Text under study.
== Segment start ==

5) Listen to your body
If you are sick, injured or suspect an injury, take time off. This is your body warning you that it's not fully healthy and that it needs time to recover. When in doubt, consult with a health care provider or an exercise specialist. If you are feeling under the weather and have some energy, maybe do some light exercise. Ultimately, listen to your body, because it will tell you what it needs. 

6) Track your progress
Studies have found that those who write down their goals and track their progress can accomplish more than those who do not. Tracking your exercise gives you a general idea of where you started so you can accurately measure your progress over time, boost confidence and help shift your focus to progress versus how far you may feel from your ultimate goal. 

7) Be patient
It takes about 21 days to develop a habit and about six months before something becomes ingrained into your lifestyle. So be forgiving and stick to it.

== Segment end ==

Task details. Please state how long it takes to develop a habit, according to the exercise tips.

Material supplied.
== Segment start ==

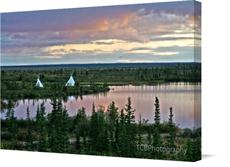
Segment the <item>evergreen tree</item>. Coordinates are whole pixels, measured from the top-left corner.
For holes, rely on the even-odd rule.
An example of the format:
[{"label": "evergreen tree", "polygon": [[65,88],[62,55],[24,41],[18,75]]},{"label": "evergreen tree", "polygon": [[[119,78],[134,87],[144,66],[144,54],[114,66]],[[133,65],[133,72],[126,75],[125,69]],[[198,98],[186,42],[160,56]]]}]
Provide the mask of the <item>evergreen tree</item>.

== Segment end ==

Answer below. About 21 days.